**Problem description:**
Exclude the pictures; give every entry again exactly as written.

**Source information:**
##########
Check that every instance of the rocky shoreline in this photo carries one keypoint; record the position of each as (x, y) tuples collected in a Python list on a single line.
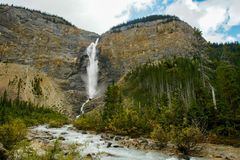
[(41, 137)]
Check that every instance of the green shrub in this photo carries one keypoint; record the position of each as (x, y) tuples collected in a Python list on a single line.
[(12, 132), (23, 151), (56, 123), (159, 135), (29, 113), (186, 138), (89, 121), (128, 122)]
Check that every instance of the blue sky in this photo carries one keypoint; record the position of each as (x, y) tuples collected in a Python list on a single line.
[(219, 20)]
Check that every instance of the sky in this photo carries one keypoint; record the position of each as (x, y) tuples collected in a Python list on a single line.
[(219, 20)]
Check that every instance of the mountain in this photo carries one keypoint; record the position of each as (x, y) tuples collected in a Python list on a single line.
[(47, 45), (149, 39), (47, 53)]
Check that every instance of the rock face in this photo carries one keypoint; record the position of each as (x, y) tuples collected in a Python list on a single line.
[(49, 45), (130, 45), (42, 46)]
##########
**Task answer:**
Check that every instance of the rocky shoreline in this photo carries one keypoint; record the position of each as (x, y) tuples collected in a Python list on a single line.
[(41, 137)]
Check that every instance of the green shrub in this photo carries one keypoint; record the position of each as (x, y) tuples collected in a Python list on a single line.
[(12, 132), (23, 151), (56, 123), (159, 135), (29, 113), (186, 138), (89, 121), (128, 122)]
Check that every instance of the blue sky in this photo carries one keypoint; record the position of each as (x, y) tuples collected in a Python list on a single line.
[(219, 20)]
Check that every instance of the sky in this photo carries one keypoint; record the position of each as (x, y) tuples collected in a Python list on a single line.
[(219, 20)]
Check that every instance of the mountain in this photo carries one keypoint; record the position of each as (x, y) tuples collected in a Python list on a single line.
[(47, 45), (149, 39), (47, 53)]
Check that every instance of the rock face in this photo carries one keypoint; record the position of each as (x, y) tuples collected in a Python list on a single line.
[(49, 45), (130, 45), (42, 46)]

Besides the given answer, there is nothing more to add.